* [Your assignment]
Among the entries that follow, tally the lines with the string "queried". Give no more than the number.

* [Data shown]

════════════════════

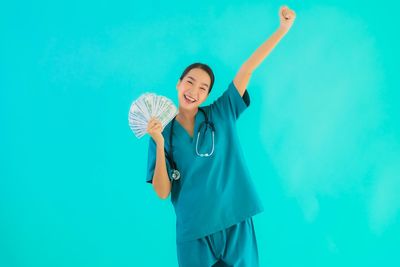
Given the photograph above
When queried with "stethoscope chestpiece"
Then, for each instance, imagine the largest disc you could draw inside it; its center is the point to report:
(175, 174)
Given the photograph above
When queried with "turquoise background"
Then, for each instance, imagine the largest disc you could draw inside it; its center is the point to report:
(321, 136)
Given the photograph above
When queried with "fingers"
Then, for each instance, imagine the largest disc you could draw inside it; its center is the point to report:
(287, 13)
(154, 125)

════════════════════

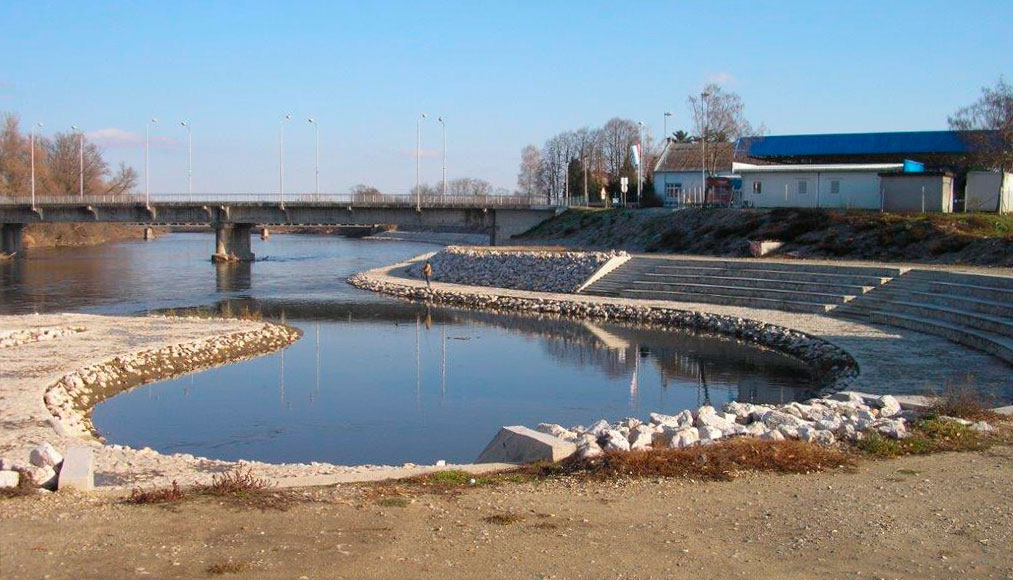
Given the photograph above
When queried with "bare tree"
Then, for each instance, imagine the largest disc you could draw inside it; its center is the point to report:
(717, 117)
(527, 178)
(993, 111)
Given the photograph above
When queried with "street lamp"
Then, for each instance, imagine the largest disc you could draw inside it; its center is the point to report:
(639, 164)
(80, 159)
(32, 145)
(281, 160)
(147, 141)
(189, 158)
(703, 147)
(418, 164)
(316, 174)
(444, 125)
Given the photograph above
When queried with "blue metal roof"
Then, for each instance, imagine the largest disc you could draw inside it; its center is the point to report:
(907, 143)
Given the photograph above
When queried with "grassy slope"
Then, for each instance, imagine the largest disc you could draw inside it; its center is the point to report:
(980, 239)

════════════════════

* [Result of the exercise]
7